O Escola das Mães é um espaço dedicado ao cuidado com a gestação e a maternidade, localizado dentro de diversas unidades de saúde do município. Equipada com lousas, projetores, materiais educativos e recursos para cursos variados, a sala também conta com bonecas, modelos e itens para o cuidado com bebês. Além disso, oferece tapetes e bolas medicinais para a prática de exercícios físicos específicos para gestantes.
Todas as salas oferecem uma programação de cursos para gestantes e familiares, abordando temas como maternidade, sexualidade, métodos contraceptivos, amamentação, planejamento familiar, plano de parto, bem-estar, trabalho e lazer, entre outros. Muitos desses temas são desenvolvidos com base nas demandas trazidas pelas próprias usuárias do serviço.
A Escola das Mães também oferece acolhimento para mulheres grávidas que necessitam de apoio psicológico e assistência social. Todas as unidades de atenção primária oferecem acompanhamento pré-natal completo, mas as Policlínicas com a Escola de Mães se destacam por oferecerem uma ampla gama de recursos educativos e em grupo, além de diversos materiais de estudos disponíveis.
Principais resultados
A partir das estratégias implementadas de forma conjunta na cidade, Santos conseguiu reduzir a mortalidade materno-infantil para uma taxa abaixo da média estadual e nacional (de 13,7% em 2014 para 6,3% em 2023), beneficiando mais de 14 mil mulheres ao longo de uma década. As usuárias da rede são informadas sobre o Escola das Mães tanto por recomendação da equipe de atendimento, no momento da identificação da gestação, ou por meios de comunicação oficial da prefeitura.
O projeto Escola das Mães unificou as práticas da Prefeitura de Santos voltadas para a saúde da mulher, recém-nascidos e saúde reprodutiva, com o objetivo de melhorar a aprendizagem por meio de vivências práticas e fortalecer uma rede de especialistas engajados em criar atividades que envolvam não só a mulher, mas toda sua rede de apoio.
A implementação da Escola das Mães ampliou significativamente o acesso ao pré-natal para as mulheres grávidas da cidade, oferecendo acompanhamento e formação abrangente em diversos temas. Devido ao sucesso da iniciativa, a prefeitura replicou o projeto para todas as unidades da rede de saúde santista a partir de 2017.

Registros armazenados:

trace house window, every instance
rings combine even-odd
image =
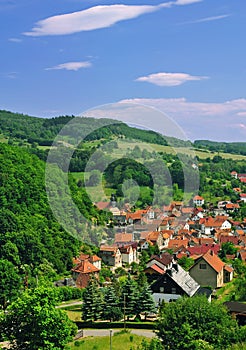
[[[199,268],[200,268],[200,270],[206,270],[207,265],[206,264],[200,264]]]

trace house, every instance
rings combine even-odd
[[[231,223],[227,216],[217,215],[215,218],[208,216],[199,220],[201,231],[205,235],[211,235],[215,229],[231,229]]]
[[[224,265],[224,283],[230,282],[233,279],[233,268],[229,265]]]
[[[114,236],[114,243],[131,243],[134,237],[132,233],[116,233]]]
[[[122,265],[131,264],[132,262],[138,262],[137,249],[132,245],[124,245],[119,247],[122,257]]]
[[[147,240],[153,243],[154,245],[157,245],[158,248],[160,248],[163,245],[163,237],[160,231],[150,232],[147,236]]]
[[[212,251],[215,255],[218,255],[220,250],[220,245],[215,243],[206,243],[206,244],[200,244],[195,245],[193,247],[187,248],[187,253],[189,256],[191,255],[204,255],[208,251]]]
[[[99,269],[95,267],[89,260],[79,262],[72,269],[72,276],[75,280],[76,287],[86,288],[92,275],[99,277]]]
[[[102,259],[99,258],[99,256],[97,255],[89,255],[89,254],[80,254],[79,257],[73,259],[73,263],[74,265],[78,265],[79,263],[81,263],[82,261],[89,261],[92,265],[94,265],[98,270],[101,270],[101,262]]]
[[[172,266],[173,257],[169,253],[162,253],[158,255],[152,255],[149,261],[146,263],[146,267],[149,268],[153,265],[159,266],[163,271],[169,269]]]
[[[222,287],[225,263],[211,250],[195,260],[189,269],[190,275],[201,285]]]
[[[193,197],[193,204],[197,207],[201,207],[204,204],[204,198],[198,195]]]
[[[170,302],[182,296],[193,297],[197,294],[211,295],[207,289],[202,289],[200,285],[185,271],[180,265],[172,264],[164,274],[151,285],[153,299],[156,305],[163,301]]]
[[[122,256],[118,247],[101,246],[98,253],[104,264],[114,268],[122,266]]]

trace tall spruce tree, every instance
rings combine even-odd
[[[119,306],[119,299],[114,287],[109,286],[104,290],[103,318],[105,320],[119,321],[122,318],[122,311]]]
[[[128,318],[130,316],[136,315],[136,306],[138,299],[138,286],[136,282],[131,279],[131,276],[128,275],[127,280],[123,284],[120,298],[121,309],[124,312],[125,316]]]
[[[103,311],[103,294],[95,277],[91,277],[88,286],[85,288],[82,299],[83,320],[86,322],[99,320]]]
[[[149,287],[149,284],[145,282],[139,295],[139,299],[136,305],[136,311],[138,314],[141,312],[145,313],[145,319],[146,319],[147,313],[154,312],[155,310],[156,310],[156,307],[155,307],[154,299],[152,297],[151,289]]]

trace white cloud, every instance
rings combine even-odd
[[[57,69],[65,69],[65,70],[73,70],[77,71],[80,68],[89,68],[91,67],[91,62],[89,61],[82,61],[82,62],[67,62],[58,64],[57,66],[45,68],[45,70],[57,70]]]
[[[202,2],[203,0],[177,0],[175,5],[190,5],[195,4],[196,2]]]
[[[156,108],[173,118],[191,140],[245,142],[246,139],[246,98],[221,103],[191,102],[185,98],[133,98],[121,103],[136,103]],[[159,124],[155,123],[155,129],[158,127],[161,131],[162,122]]]
[[[86,10],[48,17],[36,23],[28,36],[67,35],[107,28],[119,21],[136,18],[145,13],[174,5],[188,5],[201,0],[177,0],[159,5],[98,5]]]
[[[9,41],[11,41],[12,43],[21,43],[22,40],[18,39],[18,38],[9,38]]]
[[[178,86],[187,81],[198,81],[208,79],[208,77],[193,76],[186,73],[155,73],[144,77],[139,77],[136,81],[148,82],[158,86]]]

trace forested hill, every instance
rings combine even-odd
[[[44,175],[45,163],[38,157],[25,148],[0,143],[0,259],[18,269],[28,266],[30,275],[40,269],[69,271],[81,245],[53,217]],[[84,216],[101,219],[84,189],[73,179],[70,182]]]
[[[60,116],[54,118],[31,117],[20,113],[0,110],[0,134],[11,143],[12,140],[26,141],[29,144],[50,146],[62,127],[74,116]],[[109,121],[112,122],[111,119]],[[216,142],[208,140],[190,141],[179,140],[173,137],[161,136],[154,131],[137,129],[122,122],[103,127],[103,119],[81,118],[80,127],[88,134],[87,140],[112,139],[114,136],[123,136],[143,142],[159,145],[175,145],[175,147],[191,147],[211,152],[223,152],[246,155],[246,142]],[[94,132],[91,132],[94,129]]]
[[[72,120],[74,116],[60,116],[55,118],[37,118],[19,113],[0,110],[0,134],[8,139],[25,140],[40,146],[50,146],[61,128]],[[103,127],[104,119],[81,118],[79,127],[88,134],[87,140],[110,139],[113,136],[123,136],[143,142],[160,145],[175,144],[175,146],[191,146],[190,141],[178,140],[172,137],[130,127],[122,122],[109,119],[111,125]],[[92,132],[92,130],[96,131]]]
[[[216,142],[208,140],[194,141],[194,147],[211,152],[223,152],[246,155],[246,142]]]

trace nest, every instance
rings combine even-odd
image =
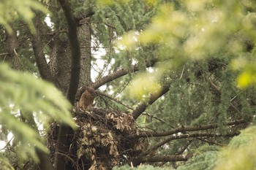
[[[76,109],[74,120],[78,129],[69,139],[71,144],[67,161],[76,169],[111,169],[114,166],[129,163],[131,158],[146,150],[146,139],[127,139],[138,131],[129,113]],[[50,143],[55,145],[56,141]]]

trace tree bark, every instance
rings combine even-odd
[[[230,122],[227,122],[226,125],[234,125],[243,123],[246,123],[247,122],[244,120],[236,120]],[[141,138],[141,137],[160,137],[173,135],[179,132],[187,132],[187,131],[205,131],[208,129],[217,128],[218,127],[218,123],[205,125],[191,125],[191,126],[181,126],[171,129],[170,131],[146,131],[141,132],[138,134],[131,134],[128,136],[129,139],[132,139],[134,138]]]
[[[78,40],[80,45],[81,68],[80,71],[79,87],[89,86],[91,80],[91,37],[90,18],[79,21],[78,28]]]
[[[40,34],[42,34],[42,28],[43,26],[41,23],[40,14],[38,12],[34,19],[34,25],[36,28],[36,33],[31,35],[31,43],[40,76],[43,80],[53,82],[57,88],[59,88],[57,82],[53,79],[50,67],[45,59],[40,35]]]
[[[136,166],[140,165],[141,163],[186,161],[190,157],[190,155],[143,156],[133,158],[132,158],[131,162],[132,163],[133,166]]]
[[[59,4],[64,12],[68,26],[68,38],[71,50],[71,69],[70,79],[67,93],[67,98],[70,104],[74,105],[76,92],[78,88],[80,69],[80,51],[77,34],[77,23],[71,12],[69,1],[59,0]],[[57,170],[64,170],[69,166],[65,161],[65,154],[69,150],[69,135],[72,135],[73,131],[67,125],[61,124],[59,127],[56,155],[55,163]]]

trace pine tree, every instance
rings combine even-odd
[[[255,3],[0,3],[0,168],[213,169],[254,123]]]

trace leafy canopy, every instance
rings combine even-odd
[[[34,119],[37,125],[43,125],[45,130],[53,119],[75,127],[69,113],[69,103],[50,83],[1,63],[0,89],[0,125],[1,131],[7,132],[1,137],[7,139],[10,132],[13,134],[13,142],[18,142],[21,158],[26,159],[30,155],[37,160],[36,146],[47,152],[37,125],[33,124]]]
[[[29,28],[34,32],[32,19],[34,10],[47,14],[47,9],[38,1],[34,0],[2,0],[0,3],[0,24],[9,33],[12,32],[10,23],[18,18],[29,24]]]

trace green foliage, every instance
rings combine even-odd
[[[228,147],[222,151],[220,163],[215,170],[251,170],[255,169],[256,127],[243,131],[234,137]]]
[[[31,156],[38,161],[35,147],[47,152],[34,121],[45,130],[51,120],[75,127],[70,104],[48,82],[1,64],[0,89],[0,125],[2,130],[14,135],[13,145],[17,146],[20,158]]]
[[[210,170],[214,168],[219,157],[217,147],[203,145],[197,152],[198,155],[189,159],[185,165],[179,166],[177,170]]]
[[[216,55],[231,54],[236,61],[239,55],[244,61],[233,64],[236,69],[244,68],[238,85],[244,88],[255,84],[256,63],[247,60],[256,40],[255,2],[189,0],[180,1],[178,6],[176,3],[160,5],[149,26],[139,33],[127,33],[120,42],[122,46],[130,50],[141,44],[159,45],[159,58],[171,61],[162,65],[163,69]]]
[[[113,170],[167,170],[170,169],[165,169],[165,168],[160,168],[160,167],[156,167],[153,166],[148,166],[148,165],[143,165],[143,166],[139,166],[136,168],[130,167],[129,166],[123,166],[120,167],[114,167],[113,169]]]
[[[20,18],[29,24],[29,28],[34,32],[32,19],[34,10],[39,10],[47,14],[46,8],[35,0],[3,0],[0,3],[0,24],[10,33],[12,31],[10,22]]]

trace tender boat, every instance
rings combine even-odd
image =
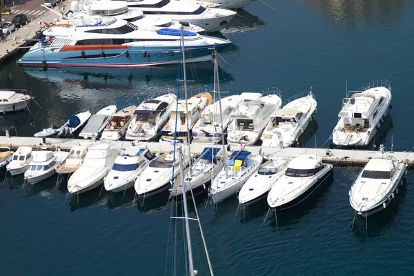
[[[270,157],[240,190],[238,195],[240,205],[248,206],[266,197],[275,183],[284,174],[290,160],[288,157]]]
[[[141,103],[134,111],[126,139],[139,141],[154,139],[170,118],[176,100],[174,94],[166,94]]]
[[[188,108],[186,100],[180,99],[178,101],[178,110],[175,107],[171,110],[170,120],[161,131],[161,141],[171,142],[175,139],[179,141],[186,140],[187,139],[187,124],[188,124],[188,129],[191,131],[195,123],[200,118],[204,108],[211,103],[212,98],[210,93],[205,92],[193,96],[186,101],[188,105]],[[188,115],[186,116],[187,110],[188,110]],[[177,132],[177,137],[175,137],[175,132]]]
[[[316,106],[310,92],[275,111],[262,135],[262,146],[288,148],[297,142],[309,125]]]
[[[125,137],[136,108],[137,106],[131,106],[122,108],[114,114],[102,132],[101,139],[115,141]]]
[[[108,144],[89,148],[82,165],[68,181],[68,191],[80,194],[102,185],[117,156],[118,150]]]
[[[223,167],[223,157],[219,154],[219,148],[204,148],[199,157],[194,161],[191,170],[187,170],[187,174],[184,176],[186,192],[193,190],[193,194],[195,195],[206,190],[206,184],[210,182]],[[174,181],[170,194],[172,197],[182,195],[180,177],[177,177]]]
[[[233,121],[228,126],[228,144],[251,146],[259,140],[270,116],[282,106],[280,90],[275,92],[264,97],[261,93],[252,93],[252,96],[260,97],[245,100],[237,106],[231,114]]]
[[[387,81],[369,83],[342,100],[339,120],[333,132],[337,146],[367,146],[384,123],[391,106],[391,86]]]
[[[268,204],[276,210],[293,207],[306,199],[331,175],[331,164],[317,155],[300,155],[289,162],[284,175],[270,189]]]
[[[116,112],[117,106],[111,105],[101,109],[96,114],[92,115],[79,134],[79,138],[91,139],[94,137],[99,138],[102,131],[108,125],[109,119]]]
[[[6,168],[12,175],[21,175],[28,170],[29,164],[32,160],[32,148],[19,147],[13,153],[12,160]]]
[[[392,157],[372,158],[351,187],[352,208],[363,217],[385,209],[398,193],[406,169],[402,161]]]
[[[115,159],[105,177],[105,190],[113,193],[132,188],[139,175],[155,158],[146,146],[130,146]]]
[[[75,172],[82,164],[88,148],[83,146],[75,146],[70,149],[66,159],[56,168],[59,175],[69,175]]]
[[[251,152],[236,150],[214,178],[210,187],[210,196],[215,204],[236,195],[243,184],[259,168],[263,157],[251,156]]]
[[[174,152],[162,154],[150,162],[148,166],[144,170],[137,179],[134,186],[135,191],[139,197],[148,197],[171,186],[172,170],[174,178],[179,174],[179,160],[178,150],[175,152],[174,162]],[[183,164],[188,166],[190,163],[188,154],[184,154]]]

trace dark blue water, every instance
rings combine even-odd
[[[255,2],[225,30],[234,44],[221,53],[226,60],[221,62],[222,90],[241,93],[277,86],[287,99],[312,86],[317,123],[304,143],[314,147],[324,144],[337,122],[346,79],[353,90],[386,78],[393,86],[393,109],[377,144],[389,148],[393,139],[395,150],[411,150],[414,2],[266,3],[277,12]],[[211,64],[189,71],[193,91],[211,86]],[[12,133],[30,135],[79,109],[93,110],[112,101],[118,106],[137,103],[148,95],[174,89],[176,79],[174,69],[25,71],[10,63],[1,68],[0,86],[31,87],[42,108],[32,104],[32,115],[2,117],[0,126],[15,126]],[[265,201],[241,212],[235,198],[215,208],[206,204],[206,195],[198,197],[215,275],[411,274],[414,177],[406,176],[406,185],[389,208],[369,217],[366,224],[357,217],[351,230],[354,213],[348,191],[357,172],[335,168],[333,179],[306,204],[277,218],[270,213],[264,222]],[[166,271],[170,275],[175,262],[177,275],[184,275],[182,221],[170,229],[168,195],[133,205],[133,191],[124,196],[97,190],[78,199],[66,197],[66,183],[56,178],[23,188],[21,177],[8,177],[3,184],[3,179],[0,175],[2,275],[161,275]],[[197,224],[192,222],[191,228],[195,267],[199,275],[208,275]]]

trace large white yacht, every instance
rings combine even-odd
[[[339,119],[333,132],[337,146],[367,146],[384,123],[391,104],[388,81],[371,83],[342,100]]]
[[[349,202],[367,217],[386,208],[398,193],[406,166],[391,157],[372,158],[351,187]]]
[[[176,100],[174,94],[166,94],[144,101],[134,111],[126,139],[148,141],[155,138],[170,118]]]
[[[317,155],[300,155],[289,162],[286,172],[270,189],[268,204],[276,210],[293,207],[322,186],[330,175],[331,164]]]
[[[317,106],[310,92],[273,112],[262,135],[262,146],[287,148],[297,142]]]
[[[231,114],[233,121],[228,126],[228,144],[253,145],[260,139],[272,114],[282,106],[279,90],[263,97],[260,93],[250,95],[259,97],[245,99]]]

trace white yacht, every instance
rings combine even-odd
[[[342,100],[339,119],[333,130],[333,142],[337,146],[367,146],[384,123],[391,104],[388,81],[377,87],[366,86],[352,93]]]
[[[6,168],[12,175],[21,175],[28,170],[32,160],[33,160],[32,148],[19,147],[13,153],[12,160]]]
[[[316,106],[310,92],[275,111],[262,135],[262,146],[288,148],[297,142],[309,125]]]
[[[126,139],[148,141],[155,138],[170,118],[176,100],[174,94],[166,94],[138,106],[126,130]]]
[[[186,166],[190,163],[190,156],[184,154],[183,164]],[[170,181],[179,174],[179,160],[178,150],[175,152],[175,162],[174,162],[174,152],[162,154],[155,158],[148,166],[144,170],[137,179],[135,184],[135,191],[139,196],[148,197],[171,186]]]
[[[253,157],[248,151],[233,152],[211,182],[210,196],[214,203],[235,195],[247,179],[259,169],[262,161],[261,155]]]
[[[102,132],[101,140],[115,141],[125,137],[136,108],[137,106],[130,106],[114,114]]]
[[[267,196],[275,183],[284,174],[290,160],[289,157],[270,157],[240,190],[238,195],[240,205],[248,206]]]
[[[206,32],[218,32],[236,15],[233,10],[205,8],[199,3],[175,0],[142,0],[128,1],[128,6],[139,8],[144,15],[158,14],[184,21],[204,28]]]
[[[391,157],[372,158],[351,187],[352,208],[363,217],[386,208],[398,193],[406,169],[402,161]]]
[[[117,112],[117,106],[115,105],[108,106],[96,114],[90,117],[90,119],[85,126],[85,128],[79,133],[79,138],[91,139],[95,137],[99,138],[108,125],[110,118]]]
[[[118,150],[109,144],[89,148],[82,165],[68,181],[68,191],[80,194],[101,185],[117,156]]]
[[[260,95],[254,93],[253,95]],[[255,100],[245,100],[231,114],[233,119],[228,126],[227,141],[230,144],[255,144],[262,136],[270,116],[282,106],[280,92],[260,97]]]
[[[186,192],[193,190],[193,194],[206,190],[206,184],[214,178],[221,170],[224,164],[223,156],[219,148],[204,148],[199,157],[194,161],[191,170],[186,170],[184,176]],[[182,195],[182,184],[180,177],[177,177],[170,190],[172,197]]]
[[[137,178],[155,157],[146,146],[126,148],[105,177],[105,190],[118,193],[133,187]]]
[[[292,159],[286,172],[273,184],[268,204],[277,210],[293,207],[322,186],[330,175],[331,164],[317,155],[299,155]]]

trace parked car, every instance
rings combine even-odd
[[[26,24],[28,21],[28,17],[26,14],[21,13],[20,14],[16,15],[12,19],[12,23],[14,24],[16,28],[21,27]]]
[[[12,32],[14,31],[14,24],[12,22],[4,22],[1,26],[1,29],[3,30],[3,33],[6,35],[9,35]]]

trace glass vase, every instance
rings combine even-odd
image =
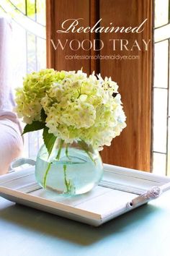
[[[83,141],[66,144],[58,139],[50,156],[45,145],[37,154],[37,182],[44,189],[58,194],[86,193],[99,184],[102,174],[103,165],[98,150]]]

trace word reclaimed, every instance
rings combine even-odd
[[[64,20],[61,24],[61,30],[58,30],[56,33],[59,34],[66,33],[112,33],[115,35],[117,33],[141,33],[145,29],[145,25],[148,19],[144,20],[140,24],[136,27],[116,27],[112,25],[112,22],[109,23],[109,26],[102,27],[100,24],[102,21],[101,18],[94,24],[93,27],[84,27],[81,25],[81,22],[84,21],[83,18],[79,19],[68,19]],[[78,40],[76,38],[65,39],[58,38],[54,41],[53,39],[50,39],[50,42],[55,51],[64,51],[66,48],[69,48],[73,51],[82,49],[84,51],[89,51],[93,49],[94,51],[101,51],[104,48],[104,41],[101,39],[84,39]],[[151,39],[125,39],[125,38],[114,38],[112,35],[112,38],[108,39],[110,48],[114,51],[148,51],[151,45]],[[107,46],[108,47],[108,45]]]

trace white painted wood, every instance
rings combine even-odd
[[[92,191],[78,196],[58,195],[42,189],[35,179],[35,167],[0,177],[0,195],[13,202],[94,226],[115,218],[170,189],[170,179],[108,164],[102,182]],[[151,191],[153,192],[153,191]]]

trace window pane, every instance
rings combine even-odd
[[[46,67],[45,0],[3,0],[0,1],[0,13],[7,13],[12,19],[14,88],[21,87],[26,73]],[[22,125],[24,127],[25,124]],[[40,135],[35,132],[24,135],[23,156],[36,156],[41,144]]]
[[[168,40],[155,44],[154,87],[168,87]]]
[[[170,118],[169,118],[169,128],[168,128],[168,153],[167,153],[167,175],[170,176]]]
[[[166,175],[166,155],[153,153],[153,169],[154,174]]]
[[[153,151],[166,153],[167,129],[166,89],[153,90]]]
[[[169,0],[155,0],[155,27],[169,22]]]

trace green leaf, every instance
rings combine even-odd
[[[54,136],[53,133],[49,133],[48,130],[49,128],[45,127],[42,136],[43,136],[44,143],[45,145],[45,147],[47,148],[50,156],[57,137]]]
[[[47,116],[48,116],[45,113],[44,108],[42,108],[41,109],[41,120],[42,120],[42,122],[45,122],[45,119],[46,119]]]
[[[33,121],[32,124],[26,124],[22,135],[27,132],[37,131],[39,129],[43,129],[45,127],[45,123],[40,121]]]

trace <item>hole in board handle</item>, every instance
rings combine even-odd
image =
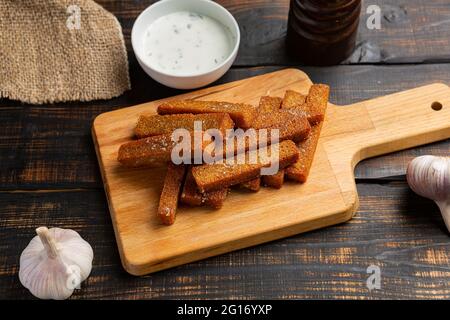
[[[442,110],[442,103],[435,101],[431,104],[431,109],[433,109],[434,111],[439,111]]]

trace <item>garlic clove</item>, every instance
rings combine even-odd
[[[70,229],[36,233],[20,257],[20,282],[40,299],[67,299],[91,272],[92,247]]]
[[[415,193],[437,203],[450,232],[450,158],[417,157],[409,163],[406,178]]]

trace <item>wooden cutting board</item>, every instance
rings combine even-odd
[[[282,97],[287,89],[307,94],[311,84],[305,73],[286,69],[176,98],[256,105],[261,96]],[[307,183],[233,190],[220,210],[180,207],[168,227],[156,217],[166,169],[127,169],[116,160],[138,116],[155,113],[162,101],[101,114],[92,127],[122,264],[134,275],[347,221],[358,207],[353,171],[360,160],[450,137],[450,89],[444,84],[349,106],[329,104]],[[443,108],[435,111],[434,102]]]

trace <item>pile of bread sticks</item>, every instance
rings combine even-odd
[[[178,203],[190,206],[222,207],[230,187],[239,186],[257,192],[261,185],[280,189],[284,179],[304,183],[314,158],[328,104],[329,87],[311,86],[307,96],[286,91],[283,98],[263,96],[258,106],[218,101],[174,100],[158,106],[158,114],[141,115],[135,127],[136,140],[119,148],[118,161],[128,167],[167,165],[157,215],[161,222],[175,222]],[[278,129],[278,154],[260,157],[256,148],[246,142],[241,148],[221,151],[225,156],[238,157],[245,152],[244,163],[239,161],[202,163],[196,165],[172,162],[172,139],[176,129],[194,131],[194,123],[202,130],[216,129],[224,137],[227,131],[241,128],[256,133],[262,129]],[[205,139],[206,140],[206,139]],[[265,140],[270,154],[271,139]],[[195,143],[192,143],[192,148]],[[200,146],[207,148],[207,143]],[[224,148],[225,150],[225,148]],[[256,162],[248,162],[252,152]],[[192,150],[192,154],[194,150]],[[253,159],[255,159],[253,158]],[[277,161],[278,172],[261,176],[261,169]]]

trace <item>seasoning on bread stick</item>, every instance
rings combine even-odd
[[[203,137],[204,133],[200,133]],[[191,155],[195,153],[195,148],[201,149],[203,152],[208,144],[211,143],[210,138],[204,137],[197,146],[195,135],[190,134],[191,138]],[[172,140],[171,134],[153,136],[144,139],[127,142],[120,146],[118,153],[118,161],[127,167],[142,166],[161,166],[171,161],[172,150],[177,146],[177,142]]]
[[[142,115],[134,130],[137,138],[146,138],[162,134],[171,134],[176,129],[194,131],[194,123],[199,121],[202,130],[217,129],[225,136],[227,129],[234,128],[234,122],[228,113],[205,114],[171,114],[171,115]]]
[[[191,170],[187,173],[184,182],[183,192],[180,201],[189,206],[206,205],[213,209],[220,209],[228,195],[228,188],[222,188],[216,191],[201,193],[198,191],[197,184],[192,176]]]
[[[299,160],[297,160],[299,161]],[[281,169],[276,174],[271,176],[262,176],[262,183],[263,185],[275,189],[281,189],[284,183],[284,173],[286,169]]]
[[[253,192],[258,192],[261,189],[261,178],[258,177],[250,181],[242,182],[240,187]]]
[[[164,187],[159,198],[158,217],[165,225],[175,222],[178,207],[178,197],[183,186],[186,166],[169,163],[167,166]]]
[[[264,150],[263,150],[264,149]],[[272,151],[275,152],[272,153]],[[266,155],[266,156],[264,156]],[[298,159],[298,149],[290,140],[245,153],[244,161],[235,156],[226,163],[204,164],[192,168],[200,192],[217,190],[256,179],[263,168],[283,169]],[[255,161],[252,161],[255,160]]]
[[[292,140],[294,142],[304,140],[311,130],[305,115],[289,110],[262,113],[255,119],[252,128],[278,129],[280,141]]]
[[[279,97],[269,97],[263,96],[259,99],[258,112],[259,113],[270,113],[277,111],[281,107],[283,99]]]
[[[293,165],[286,168],[287,178],[301,183],[306,182],[316,152],[321,127],[322,123],[313,126],[309,137],[297,144],[301,156]]]
[[[329,94],[330,87],[324,84],[313,84],[308,96],[287,90],[281,108],[305,113],[308,121],[314,125],[325,118]]]
[[[277,112],[280,107],[281,107],[281,103],[283,102],[283,99],[279,98],[279,97],[269,97],[269,96],[263,96],[259,99],[259,105],[258,105],[258,116],[256,117],[256,119],[258,119],[258,117],[261,114],[266,114],[266,113],[270,113],[270,112]],[[256,122],[258,122],[258,120],[255,120]],[[255,122],[253,122],[254,124]],[[292,135],[291,135],[292,136]],[[285,139],[282,139],[285,140]],[[247,182],[243,182],[241,183],[241,188],[253,191],[253,192],[258,192],[261,189],[261,178],[256,178]]]
[[[158,107],[158,114],[175,113],[228,113],[239,128],[247,129],[257,115],[257,109],[249,104],[220,101],[173,100]]]

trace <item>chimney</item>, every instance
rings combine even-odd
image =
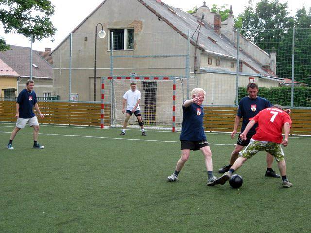
[[[220,35],[220,30],[222,27],[222,17],[217,12],[214,16],[214,31],[216,33]]]

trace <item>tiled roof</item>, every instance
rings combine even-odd
[[[0,58],[0,76],[18,77],[19,75]]]
[[[21,76],[30,74],[30,51],[28,47],[10,45],[10,50],[0,52],[0,58]],[[33,77],[52,78],[53,67],[35,51],[33,50]],[[35,67],[37,66],[37,67]]]

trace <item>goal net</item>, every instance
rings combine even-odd
[[[125,115],[122,113],[123,96],[135,82],[140,91],[140,107],[145,126],[157,129],[181,127],[182,103],[187,99],[187,79],[166,77],[110,77],[102,79],[102,124],[121,127]],[[139,127],[132,116],[128,127]]]

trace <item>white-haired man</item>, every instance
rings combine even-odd
[[[191,92],[192,99],[183,104],[183,122],[181,142],[181,157],[177,163],[174,173],[168,176],[169,181],[178,180],[178,175],[190,155],[190,150],[201,150],[204,155],[205,166],[207,171],[207,185],[214,186],[214,181],[217,179],[213,174],[212,152],[207,141],[203,128],[204,113],[202,106],[205,97],[205,91],[199,88],[194,88]]]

**Lista de tarefas**
1. Transcreva do texto sobre a Escola das Mães o trecho que começa em "A implementação da" e segue até "partir de 2017.".
2. No texto sobre a Escola das Mães, a partir de que ano a prefeitura replicou o projeto para todas as unidades da rede de saúde santista?
3. As afirmações a seguir concordam com o texto sobre a Escola das Mães? Responda sim ou não a cada uma e cite as palavras do texto que decidem.
(a) A sala oferece tapetes e bolas medicinais para exercícios de gestantes.
(b) Somente as Policlínicas com a Escola de Mães oferecem acompanhamento pré-natal completo.
(c) As estratégias beneficiaram mais de 14 mil mulheres ao longo de uma década.

**Exercício resolvido**
1.
A implementação da Escola das Mães ampliou significativamente o acesso ao pré-natal para as mulheres grávidas da cidade, oferecendo acompanhamento e formação abrangente em diversos temas. Devido ao sucesso da iniciativa, a prefeitura replicou o projeto para todas as unidades da rede de saúde santista a partir de 2017.

2. A partir de 2017.

3.
(a) Sim: "oferece tapetes e bolas medicinais para a prática de exercícios físicos específicos para gestantes".
(b) Não: "Todas as unidades de atenção primária oferecem acompanhamento pré-natal completo".
(c) Sim: "beneficiando mais de 14 mil mulheres ao longo de uma década".